* [What the task requires]:
Tally the lines in the listing below that contain the string "moth", treating uppercase and lowercase letters as different, and reply with only that number.

- - - - -

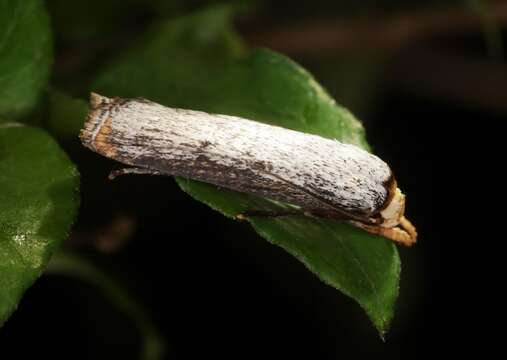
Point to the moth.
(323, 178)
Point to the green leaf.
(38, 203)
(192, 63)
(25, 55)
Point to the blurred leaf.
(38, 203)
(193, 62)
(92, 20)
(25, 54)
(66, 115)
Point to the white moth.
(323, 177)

- - - - -

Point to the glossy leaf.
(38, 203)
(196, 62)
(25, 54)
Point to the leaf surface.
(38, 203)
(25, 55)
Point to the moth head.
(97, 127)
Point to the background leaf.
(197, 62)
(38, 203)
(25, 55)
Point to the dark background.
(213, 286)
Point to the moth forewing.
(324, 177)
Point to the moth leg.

- - - - -

* [Answer below]:
5